*** Opening of DATA UNDER STUDY ***

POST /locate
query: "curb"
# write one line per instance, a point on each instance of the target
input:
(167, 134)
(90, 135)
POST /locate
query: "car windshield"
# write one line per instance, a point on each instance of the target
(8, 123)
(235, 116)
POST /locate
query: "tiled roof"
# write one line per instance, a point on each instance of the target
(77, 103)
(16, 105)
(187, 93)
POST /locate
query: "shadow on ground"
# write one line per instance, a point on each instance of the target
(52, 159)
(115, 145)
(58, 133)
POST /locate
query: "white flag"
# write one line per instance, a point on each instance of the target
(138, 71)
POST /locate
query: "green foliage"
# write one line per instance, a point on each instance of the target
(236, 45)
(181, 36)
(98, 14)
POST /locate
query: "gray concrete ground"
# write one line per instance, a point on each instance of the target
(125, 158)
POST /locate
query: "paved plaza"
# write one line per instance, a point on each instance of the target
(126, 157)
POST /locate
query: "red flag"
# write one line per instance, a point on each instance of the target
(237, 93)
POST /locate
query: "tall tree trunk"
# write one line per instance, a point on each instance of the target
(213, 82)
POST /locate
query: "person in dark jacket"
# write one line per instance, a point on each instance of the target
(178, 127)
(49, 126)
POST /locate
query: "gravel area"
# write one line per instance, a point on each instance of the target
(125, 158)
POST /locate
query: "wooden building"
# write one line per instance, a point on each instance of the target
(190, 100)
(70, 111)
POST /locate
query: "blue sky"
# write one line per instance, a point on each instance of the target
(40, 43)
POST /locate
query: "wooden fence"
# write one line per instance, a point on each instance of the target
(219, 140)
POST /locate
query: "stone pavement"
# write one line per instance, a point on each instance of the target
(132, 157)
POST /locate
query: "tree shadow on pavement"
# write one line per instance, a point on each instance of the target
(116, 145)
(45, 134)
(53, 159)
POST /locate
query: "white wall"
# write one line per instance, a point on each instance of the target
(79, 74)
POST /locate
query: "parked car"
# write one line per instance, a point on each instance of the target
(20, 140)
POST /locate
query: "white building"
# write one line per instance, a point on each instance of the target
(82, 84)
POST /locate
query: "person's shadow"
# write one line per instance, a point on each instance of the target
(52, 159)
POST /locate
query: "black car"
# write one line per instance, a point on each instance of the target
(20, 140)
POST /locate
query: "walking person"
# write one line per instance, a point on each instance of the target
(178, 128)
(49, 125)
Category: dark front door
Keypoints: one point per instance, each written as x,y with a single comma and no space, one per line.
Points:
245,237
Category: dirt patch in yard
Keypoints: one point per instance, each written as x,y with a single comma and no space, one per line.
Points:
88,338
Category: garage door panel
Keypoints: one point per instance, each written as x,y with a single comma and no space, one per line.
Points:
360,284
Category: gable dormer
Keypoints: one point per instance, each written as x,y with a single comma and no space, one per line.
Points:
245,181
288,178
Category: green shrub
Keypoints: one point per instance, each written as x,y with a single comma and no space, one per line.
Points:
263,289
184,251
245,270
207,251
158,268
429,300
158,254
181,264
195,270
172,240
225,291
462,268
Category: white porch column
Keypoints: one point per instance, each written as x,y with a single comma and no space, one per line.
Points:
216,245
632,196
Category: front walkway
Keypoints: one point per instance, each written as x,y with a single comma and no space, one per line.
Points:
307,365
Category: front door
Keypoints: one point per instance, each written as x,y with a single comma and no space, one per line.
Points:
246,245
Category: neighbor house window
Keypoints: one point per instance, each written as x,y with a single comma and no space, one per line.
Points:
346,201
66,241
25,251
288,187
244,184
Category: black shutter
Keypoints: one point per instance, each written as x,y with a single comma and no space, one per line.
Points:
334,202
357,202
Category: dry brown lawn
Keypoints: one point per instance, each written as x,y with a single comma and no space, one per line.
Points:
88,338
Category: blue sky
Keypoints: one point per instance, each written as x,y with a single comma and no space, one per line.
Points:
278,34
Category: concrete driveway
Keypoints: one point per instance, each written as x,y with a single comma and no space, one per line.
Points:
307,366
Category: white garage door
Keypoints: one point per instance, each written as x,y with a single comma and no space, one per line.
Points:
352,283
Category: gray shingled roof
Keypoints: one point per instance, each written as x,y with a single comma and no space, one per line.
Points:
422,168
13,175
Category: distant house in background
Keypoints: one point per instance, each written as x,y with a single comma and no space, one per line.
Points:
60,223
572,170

*** Close of DATA UNDER STUDY ***

WHAT IS REQUIRED. A complete, exact copy of the entries is required.

ANSWER BOX.
POST /locate
query: "curb"
# write one line per instance, a point on each instance of the target
input:
(167, 134)
(90, 135)
POST /locate
query: "car windshield"
# write one line per instance, a point on each instance of the target
(8, 123)
(235, 116)
POST /locate
query: "tiled roof"
# write one line per instance, a point on each instance of the target
(77, 103)
(16, 105)
(187, 93)
POST /locate
query: "shadow on ground"
# write one line per instance, a point on each instance of the target
(52, 159)
(115, 145)
(58, 133)
POST /locate
query: "white flag"
# write one line per instance, a point on each instance of the target
(138, 71)
POST /locate
query: "green foliage"
# write one line per instance, a point on each instance of the target
(236, 45)
(181, 36)
(98, 14)
POST /locate
query: "gray concrete ground"
# write one line per instance, a point on each instance of the target
(125, 158)
POST /locate
query: "paved plaza"
# write one line per instance, a point on each instance of the target
(126, 157)
POST /locate
query: "red flag"
# write one line per instance, a point on each instance of the target
(237, 93)
POST /locate
query: "tall tree trunk"
# write one line per instance, a point on each instance of the target
(213, 82)
POST /locate
query: "person in dark jacket"
# write one line per instance, a point on each instance of the target
(178, 127)
(49, 126)
POST /locate
query: "gravel area"
# write one line per instance, a point on each instance of the target
(125, 158)
POST /locate
query: "wooden building"
# write one line per instance, a point on each instance of the target
(190, 100)
(70, 111)
POST /locate
query: "blue sky"
# write one line per instance, a point on each instance of the target
(40, 43)
POST /locate
query: "wooden fence"
# write one line per instance, a point on each instance of the target
(219, 140)
POST /locate
query: "stone pavement"
# write one line per instance, a point on each instance of the target
(132, 157)
POST /locate
query: "tree shadow on pavement"
# write one line per instance, a point on each instance of the target
(116, 145)
(45, 134)
(53, 159)
POST /locate
query: "white wall"
# write one line per instance, a point on each instance of the target
(79, 74)
POST /locate
query: "parked car"
# write one line per instance, a point on each instance of the target
(20, 140)
POST /locate
query: "white building"
# write one line per instance, a point on each instance of the target
(82, 84)
POST /locate
query: "person's shadow"
# write one line per instance, a point on each instance of the target
(52, 159)
POST /locate
query: "black car"
# write one line per instance, a point on each instance of the target
(20, 140)
POST /locate
query: "walking person"
# write one line per instance, a point on each instance of the target
(178, 128)
(49, 125)
Category: dark front door
Keypoints: one point per instance, each written as x,y with a single comma and no space, one per line.
Points:
245,237
Category: dirt patch in yard
Keypoints: one point per instance, each written as x,y with a single comma and no space, one per line.
Points:
88,338
Category: garage door panel
Keypoints: one point per instance, each written as x,y with a single comma and no space, one per line.
Points:
360,284
Category: gable dormer
Keypoints: one point per instance, each written as x,y with a single comma and no space, one per line.
Points:
245,181
288,178
Category: green shrub
Keypoints: one point per instance, each written as x,y with a single comma and no space, one per line.
Points:
263,289
184,251
245,270
207,251
158,268
429,300
158,254
181,264
195,270
172,240
225,291
462,268
Category: white porch column
Keypoints: one point per instance, each written as x,y with a single comma and no space, one per line.
Points:
216,245
632,196
Category: front walkway
Keypoints: one point per instance, each written as x,y with a single comma and no space, one per line.
Points:
307,365
Category: front door
Keypoints: one point per instance, each written as x,y with a single comma and no space, one per line.
Points:
246,245
Category: neighbor house window
Keypoints: one point per instance, each written as x,y with a single comma and no space, one per line.
Points:
346,201
66,241
25,251
288,187
244,184
Category: black shutter
Keypoints: one point per instance, each written as x,y with a single comma and no space, one per line.
Points:
334,202
357,202
Category: dry brown lawn
Keypoints: one point per instance, each written as x,y with a single comma and no space, one per line.
Points:
88,338
Category: blue sky
Keypoints: one point per instance, each written as x,y with a single comma and no space, one per line.
Points:
278,34
Category: concrete driveway
Keypoints: one point per instance, each written as x,y with a single comma and no space, one per line.
Points:
307,366
Category: white garage door
Keypoints: one point per instance, each written as x,y with a single comma and no space, one per line.
Points:
352,283
Category: gray shingled roof
Keypoints: one point per instance, each written as x,y with a single comma and no space, one per line.
Points:
422,168
13,175
Category: distant house in background
Keypoints: one point per instance, each written as x,y with a single comma and no space, one per line.
Points:
60,223
572,170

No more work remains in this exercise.